■ BRIEF A ■
From the rows, output a JSON list of strings with one string per line, omitting blank lines. Begin at the row line containing "Keypoint placement for each instance of the museum" and stop after the row line containing "Keypoint placement for each instance of the riverbank: set", including both.

■ DOCUMENT TEXT ■
_ _ _ _ _ _ _

Trump tariffs in 2016 sent a glut of cheap Chinese imports, originally intended for the US, into South East Asia, hurting many local manufacturers. But they also opened new doors for other businesses, often into global supply chains that wanted to cut their dependence on China.
But Trump 2.0 threaten to shut those doors, which it sees as an unacceptable loophole.
In 2024, China earned a record $3.5tn from exports – 16% of those went to South East Asia, its biggest market. Beijing, in turn, has paid for railways in Vietnam, dams in Cambodia and ports in Malaysia as part of its “Belt and Road” infratructure programme that seeks to boost ties abroad.
In what Trump described as a “very productive call” with Vietnamese leader To Lam, the latter offered to completely scrap tariffs on US goods.
The Association of Southeast Asian Nations (Asean) has ruled out retaliation against Trump’s tariffs, instead choosing to emphasise their economic and political importance to the US.
“We understand the concerns of the US,” Mr Zafrul told the BBC. “That’s why we need to show that actually we, Asean, especially Malaysia, can be that bridge.”
Last year China imported $18bn worth of chips from Malaysia. These chips are used in Chinese-made electronics, such as iPhones, typically bound for the US.
Trump’s proposed tariffs on Malaysia – 24% – could cut off the multi-billion dollar US market.
Cambodia, a Chinese ally, faces the steepest levies: 49%. One of the poorest countries in the region, it has thrived as a trans-shipment hub for Chinese businesses seeking to skirt US tariffs. Chinese businesses currently own or operate 90% of the clothes factories, which mainly export to the US.
Trump may have hit pause on these tariffs but “the damage is done,” says Doris Liew, an economist at Malaysia’s Institute for Democracy and Economic Affairs.
In these uncertain times , Xi Jinping is trying to send a steadfast message: Let’s join hands and resist “bullying” from the US.

_ _ _ _ _ _ _

[Dataset excerpts on object pointing]
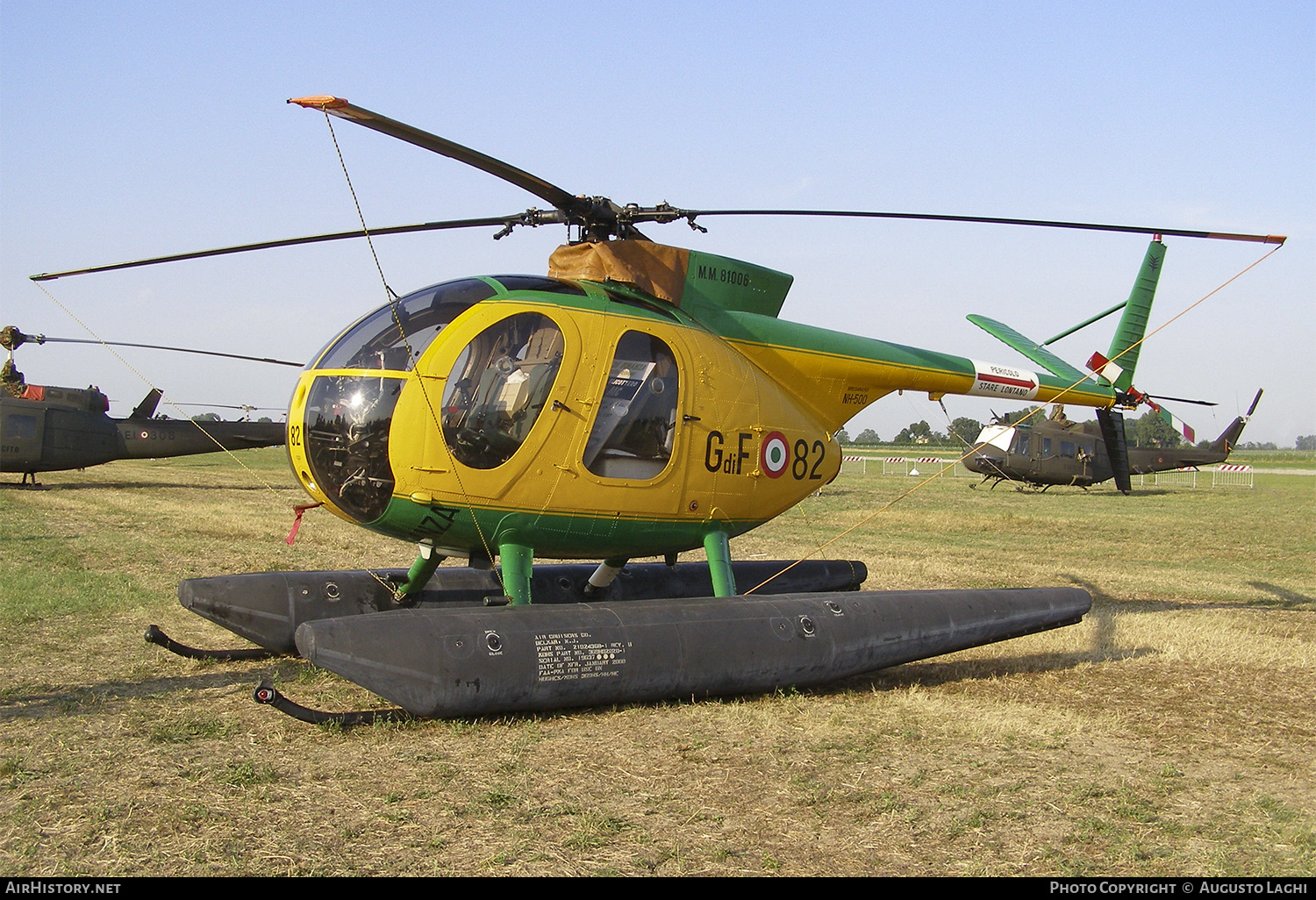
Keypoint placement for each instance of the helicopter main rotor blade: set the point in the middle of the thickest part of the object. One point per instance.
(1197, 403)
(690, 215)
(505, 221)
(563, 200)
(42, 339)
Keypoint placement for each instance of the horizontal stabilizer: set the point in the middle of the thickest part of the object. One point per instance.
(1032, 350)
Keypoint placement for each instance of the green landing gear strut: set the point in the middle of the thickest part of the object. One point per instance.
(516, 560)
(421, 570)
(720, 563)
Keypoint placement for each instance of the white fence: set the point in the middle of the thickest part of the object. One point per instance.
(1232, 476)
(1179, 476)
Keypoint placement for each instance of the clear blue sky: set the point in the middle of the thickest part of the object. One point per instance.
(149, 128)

_ _ _ _ _ _ _

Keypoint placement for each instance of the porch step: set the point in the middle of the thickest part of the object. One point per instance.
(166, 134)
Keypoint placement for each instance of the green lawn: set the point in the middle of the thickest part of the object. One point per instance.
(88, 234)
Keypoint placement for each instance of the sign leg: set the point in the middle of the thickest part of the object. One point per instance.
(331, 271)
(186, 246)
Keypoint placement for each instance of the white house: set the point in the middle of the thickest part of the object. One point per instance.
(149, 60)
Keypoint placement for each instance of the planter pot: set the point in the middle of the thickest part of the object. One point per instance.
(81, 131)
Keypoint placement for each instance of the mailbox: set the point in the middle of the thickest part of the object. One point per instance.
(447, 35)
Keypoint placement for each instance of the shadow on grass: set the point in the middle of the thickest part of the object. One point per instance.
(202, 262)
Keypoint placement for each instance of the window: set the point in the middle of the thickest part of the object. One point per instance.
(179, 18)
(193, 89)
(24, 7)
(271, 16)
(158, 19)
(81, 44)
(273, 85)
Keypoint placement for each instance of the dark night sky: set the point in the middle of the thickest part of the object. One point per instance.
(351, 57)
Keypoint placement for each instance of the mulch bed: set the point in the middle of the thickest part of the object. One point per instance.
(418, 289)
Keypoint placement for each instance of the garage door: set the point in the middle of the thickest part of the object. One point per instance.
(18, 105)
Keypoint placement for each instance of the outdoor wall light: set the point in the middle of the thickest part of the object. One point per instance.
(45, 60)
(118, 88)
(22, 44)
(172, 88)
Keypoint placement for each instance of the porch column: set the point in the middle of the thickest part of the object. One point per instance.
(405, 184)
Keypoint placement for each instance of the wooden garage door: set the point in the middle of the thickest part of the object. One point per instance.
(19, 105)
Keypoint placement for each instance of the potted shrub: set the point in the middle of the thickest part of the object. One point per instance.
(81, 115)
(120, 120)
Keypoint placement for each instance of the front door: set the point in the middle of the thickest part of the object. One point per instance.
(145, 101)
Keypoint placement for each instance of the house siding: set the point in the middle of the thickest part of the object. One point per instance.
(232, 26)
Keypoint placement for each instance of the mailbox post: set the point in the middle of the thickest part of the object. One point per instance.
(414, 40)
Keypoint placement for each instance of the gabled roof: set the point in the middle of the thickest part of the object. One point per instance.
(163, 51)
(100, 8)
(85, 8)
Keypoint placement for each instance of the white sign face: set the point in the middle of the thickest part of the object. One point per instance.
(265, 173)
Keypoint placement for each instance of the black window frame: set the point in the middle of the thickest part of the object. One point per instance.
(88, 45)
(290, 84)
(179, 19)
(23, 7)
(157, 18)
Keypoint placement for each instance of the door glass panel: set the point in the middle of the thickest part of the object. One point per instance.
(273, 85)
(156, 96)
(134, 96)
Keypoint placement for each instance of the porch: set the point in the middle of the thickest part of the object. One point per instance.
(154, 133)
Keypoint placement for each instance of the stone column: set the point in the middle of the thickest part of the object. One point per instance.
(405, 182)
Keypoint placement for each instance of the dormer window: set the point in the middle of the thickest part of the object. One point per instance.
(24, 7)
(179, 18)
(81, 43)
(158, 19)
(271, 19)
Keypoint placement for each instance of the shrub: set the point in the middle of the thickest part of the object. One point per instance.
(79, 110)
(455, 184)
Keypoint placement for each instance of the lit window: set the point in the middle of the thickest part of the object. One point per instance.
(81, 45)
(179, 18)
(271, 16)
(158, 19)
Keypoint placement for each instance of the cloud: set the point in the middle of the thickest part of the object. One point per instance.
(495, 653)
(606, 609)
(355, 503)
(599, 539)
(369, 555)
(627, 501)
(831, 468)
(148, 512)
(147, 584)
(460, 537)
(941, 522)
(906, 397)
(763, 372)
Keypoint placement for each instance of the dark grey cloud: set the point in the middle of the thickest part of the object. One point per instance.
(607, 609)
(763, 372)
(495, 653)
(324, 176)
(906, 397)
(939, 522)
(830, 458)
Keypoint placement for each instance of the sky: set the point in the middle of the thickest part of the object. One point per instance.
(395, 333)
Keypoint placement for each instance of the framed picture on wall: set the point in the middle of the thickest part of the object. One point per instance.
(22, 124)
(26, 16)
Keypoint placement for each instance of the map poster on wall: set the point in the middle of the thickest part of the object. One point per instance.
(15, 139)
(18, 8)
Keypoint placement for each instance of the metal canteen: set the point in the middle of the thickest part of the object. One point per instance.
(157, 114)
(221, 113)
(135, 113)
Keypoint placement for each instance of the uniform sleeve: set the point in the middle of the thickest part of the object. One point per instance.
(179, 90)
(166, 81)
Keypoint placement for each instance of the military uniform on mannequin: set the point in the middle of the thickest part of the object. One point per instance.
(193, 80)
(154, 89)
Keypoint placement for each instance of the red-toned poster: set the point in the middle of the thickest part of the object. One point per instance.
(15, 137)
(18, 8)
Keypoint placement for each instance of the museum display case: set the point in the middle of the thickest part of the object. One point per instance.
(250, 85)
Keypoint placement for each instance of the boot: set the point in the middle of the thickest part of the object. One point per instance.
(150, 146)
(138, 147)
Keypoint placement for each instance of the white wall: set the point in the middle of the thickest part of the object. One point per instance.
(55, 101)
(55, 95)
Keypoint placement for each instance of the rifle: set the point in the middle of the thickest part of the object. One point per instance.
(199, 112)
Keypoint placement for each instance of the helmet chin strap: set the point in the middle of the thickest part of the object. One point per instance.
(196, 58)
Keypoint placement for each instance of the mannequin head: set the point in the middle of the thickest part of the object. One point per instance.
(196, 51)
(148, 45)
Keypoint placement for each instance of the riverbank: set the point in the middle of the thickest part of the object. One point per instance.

_ _ _ _ _ _ _

■ BRIEF B ■
According to the article on US tariffs and South East Asia, what tariff rate does Cambodia face?

■ EXERCISE OUTPUT A ■
[
  "Keypoint placement for each instance of the museum display case: set the point in the middle of the thickest part of the object. One point per instance.",
  "(250, 85)",
  "Keypoint placement for each instance of the boot: set the point in the middle of the thickest part of the object. One point per instance.",
  "(150, 146)",
  "(138, 147)",
  "Keypoint placement for each instance of the white wall: set the point in the middle of the thickest part of the object. One point per instance.",
  "(55, 101)",
  "(55, 95)",
  "Keypoint placement for each instance of the rifle: set the point in the middle of the thickest part of the object. One point per instance.",
  "(199, 112)",
  "Keypoint placement for each instance of the helmet chin strap: set the point in the middle of the thickest part of the object. One point per instance.",
  "(196, 58)",
  "Keypoint placement for each instance of the mannequin head: set the point in the middle of the thickest part of the object. One point per instance.",
  "(196, 51)",
  "(148, 45)",
  "Keypoint placement for each instance of the riverbank: set the point in the middle of the thickest part of the object. One point per instance."
]

■ EXERCISE OUTPUT B ■
49%